*THE DATA*.
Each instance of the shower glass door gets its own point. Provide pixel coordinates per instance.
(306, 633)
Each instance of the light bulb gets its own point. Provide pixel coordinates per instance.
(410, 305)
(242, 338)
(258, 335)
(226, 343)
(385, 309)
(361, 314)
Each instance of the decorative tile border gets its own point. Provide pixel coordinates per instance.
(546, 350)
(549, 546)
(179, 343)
---
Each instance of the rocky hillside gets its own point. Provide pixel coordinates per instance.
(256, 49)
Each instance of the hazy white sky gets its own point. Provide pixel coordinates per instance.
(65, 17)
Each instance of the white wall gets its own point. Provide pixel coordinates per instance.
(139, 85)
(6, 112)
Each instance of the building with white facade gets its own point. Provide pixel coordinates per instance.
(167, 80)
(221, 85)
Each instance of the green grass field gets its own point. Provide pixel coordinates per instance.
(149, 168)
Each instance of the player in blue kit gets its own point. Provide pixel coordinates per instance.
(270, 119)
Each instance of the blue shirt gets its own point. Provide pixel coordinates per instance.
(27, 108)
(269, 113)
* * *
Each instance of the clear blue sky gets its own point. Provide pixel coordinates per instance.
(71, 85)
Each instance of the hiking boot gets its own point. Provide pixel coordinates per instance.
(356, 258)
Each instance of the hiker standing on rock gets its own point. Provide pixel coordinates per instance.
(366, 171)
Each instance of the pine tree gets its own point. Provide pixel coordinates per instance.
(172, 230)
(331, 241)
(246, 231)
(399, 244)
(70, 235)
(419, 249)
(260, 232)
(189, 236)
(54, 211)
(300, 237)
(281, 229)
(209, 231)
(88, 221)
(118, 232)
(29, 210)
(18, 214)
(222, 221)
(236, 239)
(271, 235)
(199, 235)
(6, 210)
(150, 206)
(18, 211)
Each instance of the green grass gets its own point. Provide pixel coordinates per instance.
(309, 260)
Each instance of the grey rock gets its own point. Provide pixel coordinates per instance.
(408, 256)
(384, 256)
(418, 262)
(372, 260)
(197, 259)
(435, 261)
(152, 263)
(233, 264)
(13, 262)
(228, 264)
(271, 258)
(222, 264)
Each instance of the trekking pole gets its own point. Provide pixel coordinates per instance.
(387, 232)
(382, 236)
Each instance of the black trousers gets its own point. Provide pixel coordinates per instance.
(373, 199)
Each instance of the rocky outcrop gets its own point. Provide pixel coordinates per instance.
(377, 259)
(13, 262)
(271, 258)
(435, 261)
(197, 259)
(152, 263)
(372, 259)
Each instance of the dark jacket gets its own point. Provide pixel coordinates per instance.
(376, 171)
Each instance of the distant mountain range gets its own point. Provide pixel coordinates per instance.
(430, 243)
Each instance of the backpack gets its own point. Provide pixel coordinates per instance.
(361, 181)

*EXERCISE INSTRUCTIONS*.
Extract every line of the data above that contains the string "white", treating uppercase and lowercase letters as distinct.

*PROBLEM SOLUTION*.
Each instance of the hazy white sky gets its own point. Provide pixel coordinates per instance.
Each instance of the white wall gets its own point. Provide pixel coordinates per instance.
Each instance of the building with white facade gets its own point. Provide pixel coordinates per instance.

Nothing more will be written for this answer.